LISTING:
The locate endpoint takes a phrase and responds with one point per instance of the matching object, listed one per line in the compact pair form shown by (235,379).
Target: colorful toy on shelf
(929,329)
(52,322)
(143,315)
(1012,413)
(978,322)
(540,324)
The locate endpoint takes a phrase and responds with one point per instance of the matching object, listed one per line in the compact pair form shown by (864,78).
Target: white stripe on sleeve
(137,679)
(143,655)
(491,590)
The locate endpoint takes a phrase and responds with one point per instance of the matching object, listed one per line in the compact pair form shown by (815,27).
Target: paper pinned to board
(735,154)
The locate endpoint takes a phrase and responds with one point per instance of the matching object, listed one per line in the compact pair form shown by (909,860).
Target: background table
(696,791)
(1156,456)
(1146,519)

--

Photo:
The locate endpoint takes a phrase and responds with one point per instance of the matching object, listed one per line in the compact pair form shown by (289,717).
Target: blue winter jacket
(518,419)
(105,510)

TASK DESCRIPTION:
Gather every line in the entries above that contains the word "with", and copy each of those lines in full.

ANSWER TO THE EXERCISE:
The locate endpoint takes a phrase and responds with one point per instance of the matching object, listed one per line in the compact pair form shown by (235,379).
The locate endpoint takes a phrase and responds with one point per instance of the matching object, listed one per line in the compact pair form shown by (864,78).
The locate endpoint takes a phrase and responds with one point per instance of the matching object, listed one per line in the compact pair form shown by (815,27).
The locate endpoint takes a phrase and responds with one point per instance of the matching object, listed one per line in the compact pair form shown by (909,860).
The locate endpoint takes a phrase and responds with one point per instance of the matching object, listed one per line in the compact pair form shown by (289,717).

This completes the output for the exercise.